WRITTEN EXERCISE A:
Return the complete article on Canada's life insurance coverage gap verbatim.
WRITTEN EXERCISE B:
Give the number of lines in the entries that contain the string "fuselage", treating uppercase and lowercase as distinct. Reply with the number only.

TEXT SECTION:
★ ★ ★ ★

Canada's life insurance industry is generating respectable financial results. Look closer, and the foundation is eroding1, say Scott Ife, Paul Mlodzik, Abena Ntakrah
That's the central tension at the heart of a recent panel discussion at the 2025 Canadian Reinsurance Conference, where representatives from Manulife, RGA, and LIMRA and LOMA Canada sat down to map the country's life insurance coverage gap — and what the industry must do before the window closes.
The Numbers Don't Lie
Term policy sales tell the story plainly: term policies dropped from 397,000 in 2019 to 340,000 in 2024, while 56% of 2024 premium sales were participating (whole life) policies, indicating a shift toward higher-end products. The market is concentrating upward — premium revenue holds, but breadth is shrinking.
The gap isn't evenly distributed. Underinsured rates are especially prevalent among younger generations, with Gen Z showing a 44% need gap, more than double that of Baby Boomers. Gender analysis reveals clear, though less prominent, disparities, with women having a 32% insurance need gap compared to 28% for men.

★ ★ ★ ★

(Entries contained in a dataset)
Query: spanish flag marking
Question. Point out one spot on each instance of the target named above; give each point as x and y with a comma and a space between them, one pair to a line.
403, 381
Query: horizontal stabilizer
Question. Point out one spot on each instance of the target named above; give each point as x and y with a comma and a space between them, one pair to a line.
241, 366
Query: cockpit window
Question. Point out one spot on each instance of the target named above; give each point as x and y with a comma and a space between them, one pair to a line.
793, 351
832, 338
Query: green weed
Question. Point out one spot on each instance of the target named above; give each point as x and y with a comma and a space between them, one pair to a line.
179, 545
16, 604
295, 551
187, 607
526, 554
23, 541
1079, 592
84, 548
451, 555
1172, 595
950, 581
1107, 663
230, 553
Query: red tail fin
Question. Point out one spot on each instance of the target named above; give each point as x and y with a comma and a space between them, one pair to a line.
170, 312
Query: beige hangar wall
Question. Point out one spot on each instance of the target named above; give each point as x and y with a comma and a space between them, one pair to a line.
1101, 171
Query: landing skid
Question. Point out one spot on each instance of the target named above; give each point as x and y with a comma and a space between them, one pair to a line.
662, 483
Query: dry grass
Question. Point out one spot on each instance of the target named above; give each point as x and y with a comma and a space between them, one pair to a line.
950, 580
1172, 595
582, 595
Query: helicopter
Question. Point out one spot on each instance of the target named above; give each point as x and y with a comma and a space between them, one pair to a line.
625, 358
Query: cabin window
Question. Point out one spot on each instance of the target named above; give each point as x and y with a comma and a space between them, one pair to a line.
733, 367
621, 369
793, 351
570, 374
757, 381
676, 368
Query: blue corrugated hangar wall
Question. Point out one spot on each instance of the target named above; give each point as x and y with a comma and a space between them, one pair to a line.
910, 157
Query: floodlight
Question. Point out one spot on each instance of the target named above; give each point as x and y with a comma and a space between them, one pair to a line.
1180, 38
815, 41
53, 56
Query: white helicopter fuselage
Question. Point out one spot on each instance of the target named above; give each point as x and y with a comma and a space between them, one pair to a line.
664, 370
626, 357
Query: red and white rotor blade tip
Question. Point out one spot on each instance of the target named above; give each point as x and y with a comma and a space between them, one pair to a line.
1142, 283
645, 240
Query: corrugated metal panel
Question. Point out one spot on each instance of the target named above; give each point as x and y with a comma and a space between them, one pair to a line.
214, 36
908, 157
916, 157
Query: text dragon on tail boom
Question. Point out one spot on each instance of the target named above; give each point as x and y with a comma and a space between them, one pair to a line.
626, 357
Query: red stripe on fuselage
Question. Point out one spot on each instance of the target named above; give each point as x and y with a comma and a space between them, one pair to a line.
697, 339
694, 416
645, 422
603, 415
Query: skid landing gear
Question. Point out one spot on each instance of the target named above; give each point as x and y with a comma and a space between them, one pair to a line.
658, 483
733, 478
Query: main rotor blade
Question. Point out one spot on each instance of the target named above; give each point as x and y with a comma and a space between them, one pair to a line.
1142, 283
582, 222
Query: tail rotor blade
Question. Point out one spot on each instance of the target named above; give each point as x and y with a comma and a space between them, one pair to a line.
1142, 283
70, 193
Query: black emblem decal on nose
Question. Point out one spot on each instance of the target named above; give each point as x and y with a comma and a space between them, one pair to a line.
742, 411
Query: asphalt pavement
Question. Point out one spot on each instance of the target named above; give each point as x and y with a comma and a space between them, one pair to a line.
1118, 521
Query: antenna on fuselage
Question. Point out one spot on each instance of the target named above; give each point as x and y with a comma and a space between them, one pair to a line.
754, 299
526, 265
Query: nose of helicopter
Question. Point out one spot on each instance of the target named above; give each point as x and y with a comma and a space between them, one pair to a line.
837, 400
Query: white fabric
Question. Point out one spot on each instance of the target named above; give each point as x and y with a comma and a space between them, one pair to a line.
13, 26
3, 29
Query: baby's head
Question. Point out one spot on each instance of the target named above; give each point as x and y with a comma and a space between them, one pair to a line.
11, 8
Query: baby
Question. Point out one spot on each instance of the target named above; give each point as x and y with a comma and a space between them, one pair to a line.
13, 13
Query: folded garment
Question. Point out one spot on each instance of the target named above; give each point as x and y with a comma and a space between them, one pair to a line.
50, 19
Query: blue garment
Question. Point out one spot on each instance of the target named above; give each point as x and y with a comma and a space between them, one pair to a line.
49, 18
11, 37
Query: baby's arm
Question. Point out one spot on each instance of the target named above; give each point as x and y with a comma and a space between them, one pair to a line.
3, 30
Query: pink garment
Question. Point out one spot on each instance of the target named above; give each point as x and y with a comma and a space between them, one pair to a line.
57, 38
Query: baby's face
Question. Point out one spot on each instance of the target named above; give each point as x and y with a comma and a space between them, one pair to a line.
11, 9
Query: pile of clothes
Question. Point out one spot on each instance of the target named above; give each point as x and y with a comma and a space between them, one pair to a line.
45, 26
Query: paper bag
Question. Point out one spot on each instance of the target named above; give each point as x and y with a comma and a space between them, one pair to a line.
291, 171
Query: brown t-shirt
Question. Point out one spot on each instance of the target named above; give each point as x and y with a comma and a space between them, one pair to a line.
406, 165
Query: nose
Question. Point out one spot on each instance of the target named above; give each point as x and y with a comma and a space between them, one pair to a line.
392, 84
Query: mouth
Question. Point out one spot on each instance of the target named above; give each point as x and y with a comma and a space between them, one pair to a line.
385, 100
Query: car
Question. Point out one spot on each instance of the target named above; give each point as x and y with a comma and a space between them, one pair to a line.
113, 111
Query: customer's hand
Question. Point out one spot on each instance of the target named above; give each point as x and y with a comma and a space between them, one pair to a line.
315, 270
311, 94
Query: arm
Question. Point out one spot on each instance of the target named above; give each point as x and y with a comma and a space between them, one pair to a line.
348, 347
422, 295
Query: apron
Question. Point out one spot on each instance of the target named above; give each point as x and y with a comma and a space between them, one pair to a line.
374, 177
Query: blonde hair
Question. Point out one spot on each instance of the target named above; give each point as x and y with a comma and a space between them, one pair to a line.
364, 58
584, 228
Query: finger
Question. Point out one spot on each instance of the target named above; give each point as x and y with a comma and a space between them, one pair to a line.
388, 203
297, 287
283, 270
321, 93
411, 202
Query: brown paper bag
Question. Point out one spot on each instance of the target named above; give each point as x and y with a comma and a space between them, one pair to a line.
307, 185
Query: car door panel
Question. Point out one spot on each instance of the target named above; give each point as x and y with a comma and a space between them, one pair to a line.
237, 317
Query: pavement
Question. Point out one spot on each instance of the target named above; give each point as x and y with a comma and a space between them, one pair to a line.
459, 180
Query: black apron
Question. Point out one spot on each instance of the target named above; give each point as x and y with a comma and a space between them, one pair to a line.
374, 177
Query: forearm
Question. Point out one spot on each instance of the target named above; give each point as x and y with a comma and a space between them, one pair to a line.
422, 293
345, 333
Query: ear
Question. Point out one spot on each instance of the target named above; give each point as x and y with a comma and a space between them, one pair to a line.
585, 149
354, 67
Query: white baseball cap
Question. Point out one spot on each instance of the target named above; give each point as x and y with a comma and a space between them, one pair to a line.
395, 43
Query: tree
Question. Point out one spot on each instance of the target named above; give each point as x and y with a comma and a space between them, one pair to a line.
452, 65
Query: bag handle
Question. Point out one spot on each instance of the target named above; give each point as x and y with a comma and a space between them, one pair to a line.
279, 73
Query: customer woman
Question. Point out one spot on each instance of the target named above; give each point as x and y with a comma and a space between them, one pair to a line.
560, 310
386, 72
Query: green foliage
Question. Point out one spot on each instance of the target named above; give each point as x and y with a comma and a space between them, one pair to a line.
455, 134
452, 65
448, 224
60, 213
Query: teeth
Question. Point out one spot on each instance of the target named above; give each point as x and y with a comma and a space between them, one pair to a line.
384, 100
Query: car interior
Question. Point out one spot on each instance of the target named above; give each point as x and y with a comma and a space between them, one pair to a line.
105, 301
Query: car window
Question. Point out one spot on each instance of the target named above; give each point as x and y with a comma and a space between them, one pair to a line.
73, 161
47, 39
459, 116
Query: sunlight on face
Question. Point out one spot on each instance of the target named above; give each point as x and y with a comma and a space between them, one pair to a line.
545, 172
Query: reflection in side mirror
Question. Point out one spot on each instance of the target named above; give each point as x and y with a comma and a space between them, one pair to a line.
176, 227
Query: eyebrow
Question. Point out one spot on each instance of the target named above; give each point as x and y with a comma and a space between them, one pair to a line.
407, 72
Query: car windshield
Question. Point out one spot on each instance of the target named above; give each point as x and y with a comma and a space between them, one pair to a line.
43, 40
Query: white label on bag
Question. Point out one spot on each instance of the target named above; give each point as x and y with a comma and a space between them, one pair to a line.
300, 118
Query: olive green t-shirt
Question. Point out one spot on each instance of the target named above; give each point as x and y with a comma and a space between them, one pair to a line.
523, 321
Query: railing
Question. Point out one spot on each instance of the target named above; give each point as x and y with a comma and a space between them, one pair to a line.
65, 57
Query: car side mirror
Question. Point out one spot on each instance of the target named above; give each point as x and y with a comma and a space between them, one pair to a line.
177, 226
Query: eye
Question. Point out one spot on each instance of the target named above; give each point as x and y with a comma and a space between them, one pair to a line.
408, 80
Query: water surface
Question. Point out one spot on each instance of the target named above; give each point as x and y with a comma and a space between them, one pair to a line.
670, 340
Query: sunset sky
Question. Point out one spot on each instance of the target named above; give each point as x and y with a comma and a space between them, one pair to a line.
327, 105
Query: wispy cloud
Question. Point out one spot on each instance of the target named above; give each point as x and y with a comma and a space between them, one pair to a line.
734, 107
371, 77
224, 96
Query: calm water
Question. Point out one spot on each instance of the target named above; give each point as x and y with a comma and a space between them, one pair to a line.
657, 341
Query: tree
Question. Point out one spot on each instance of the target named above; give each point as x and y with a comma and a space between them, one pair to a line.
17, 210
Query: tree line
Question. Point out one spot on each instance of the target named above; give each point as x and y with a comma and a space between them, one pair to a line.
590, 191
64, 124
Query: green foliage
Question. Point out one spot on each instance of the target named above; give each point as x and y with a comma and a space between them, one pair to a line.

★ ★ ★ ★

FINAL RESULT A:
Canada's life insurance industry is generating respectable financial results. Look closer, and the foundation is eroding1, say Scott Ife, Paul Mlodzik, Abena Ntakrah
That's the central tension at the heart of a recent panel discussion at the 2025 Canadian Reinsurance Conference, where representatives from Manulife, RGA, and LIMRA and LOMA Canada sat down to map the country's life insurance coverage gap — and what the industry must do before the window closes.
The Numbers Don't Lie
Term policy sales tell the story plainly: term policies dropped from 397,000 in 2019 to 340,000 in 2024, while 56% of 2024 premium sales were participating (whole life) policies, indicating a shift toward higher-end products. The market is concentrating upward — premium revenue holds, but breadth is shrinking.
The gap isn't evenly distributed. Underinsured rates are especially prevalent among younger generations, with Gen Z showing a 44% need gap, more than double that of Baby Boomers. Gender analysis reveals clear, though less prominent, disparities, with women having a 32% insurance need gap compared to 28% for men.

FINAL RESULT B:
3